*CONSEGNA A*. Individua e ricopia ogni riga dei record che contiene la parola "window", distinguendo tra maiuscole e minuscole.

########

Soprattutto l'autore descrive e racconta insieme, dilatando i tempi, l'evolversi della relazione tra i due amanti. Questa relazione vive della vita dei due protagonisti, dei loro corpi, delle loro passioni, delle loro ambizioni, dei loro condizionamenti; e vive dell'ambiente in cui essi si muovono, in quell'”atmosfera”, che li compenetra, di cui parla Auerbach, a proposito del realismo di Balzac; esso precorre il naturalismo, sennonché il romanziere è ben presente nel racconto, ne tiene visibilmente le fila, prende posizione rispetto alla realtà e ai personaggi, con distacco e un'ironia a volte mordace.


Il disincanto è la cifra stilistica della narrazione e del trattamento delle psicologie dei personaggi, i protagonisti e gli altri, che ruotano intorno a loro; psicologie strettamente correlate con le strutture fisiche dei soggetti.

########

*CONSEGNA B*. Ricopia tale e quale il brano sulla relazione tra i due amanti, partendo da "Soprattutto l'autore descrive" e arrivando fino a "a volte mordace.".

*Righe tratte da un dataset*.
########

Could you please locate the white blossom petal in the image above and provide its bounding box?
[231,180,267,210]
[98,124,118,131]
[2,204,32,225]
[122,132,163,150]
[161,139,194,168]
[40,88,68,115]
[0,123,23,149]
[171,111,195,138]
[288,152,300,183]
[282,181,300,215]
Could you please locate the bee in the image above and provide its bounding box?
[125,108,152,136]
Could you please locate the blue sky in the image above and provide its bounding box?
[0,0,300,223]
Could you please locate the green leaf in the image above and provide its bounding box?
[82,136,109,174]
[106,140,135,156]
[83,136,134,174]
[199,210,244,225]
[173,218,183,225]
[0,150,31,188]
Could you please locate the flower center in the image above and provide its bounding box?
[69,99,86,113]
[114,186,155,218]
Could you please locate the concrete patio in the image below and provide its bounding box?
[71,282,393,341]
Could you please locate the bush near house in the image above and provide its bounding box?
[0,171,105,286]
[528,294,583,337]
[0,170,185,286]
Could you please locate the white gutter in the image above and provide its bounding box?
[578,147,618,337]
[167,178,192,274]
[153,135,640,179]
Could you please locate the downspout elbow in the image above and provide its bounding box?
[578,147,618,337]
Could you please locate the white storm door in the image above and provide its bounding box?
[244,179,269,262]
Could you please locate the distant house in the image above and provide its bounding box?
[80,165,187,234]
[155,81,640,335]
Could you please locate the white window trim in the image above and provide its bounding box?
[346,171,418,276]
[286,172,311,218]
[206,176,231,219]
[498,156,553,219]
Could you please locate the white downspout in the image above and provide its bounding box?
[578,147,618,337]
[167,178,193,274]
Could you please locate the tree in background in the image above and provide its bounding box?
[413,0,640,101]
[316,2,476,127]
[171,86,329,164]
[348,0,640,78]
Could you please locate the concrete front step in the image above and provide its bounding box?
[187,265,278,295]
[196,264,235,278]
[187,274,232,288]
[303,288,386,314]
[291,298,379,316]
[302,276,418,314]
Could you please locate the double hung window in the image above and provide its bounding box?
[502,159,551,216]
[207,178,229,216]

########

*SOLUZIONE A*.
Could you please locate the white window trim in the image above and provide its bounding box?
Could you please locate the double hung window in the image above and provide its bounding box?

*SOLUZIONE B*.
Soprattutto l'autore descrive e racconta insieme, dilatando i tempi, l'evolversi della relazione tra i due amanti. Questa relazione vive della vita dei due protagonisti, dei loro corpi, delle loro passioni, delle loro ambizioni, dei loro condizionamenti; e vive dell'ambiente in cui essi si muovono, in quell'”atmosfera”, che li compenetra, di cui parla Auerbach, a proposito del realismo di Balzac; esso precorre il naturalismo, sennonché il romanziere è ben presente nel racconto, ne tiene visibilmente le fila, prende posizione rispetto alla realtà e ai personaggi, con distacco e un'ironia a volte mordace.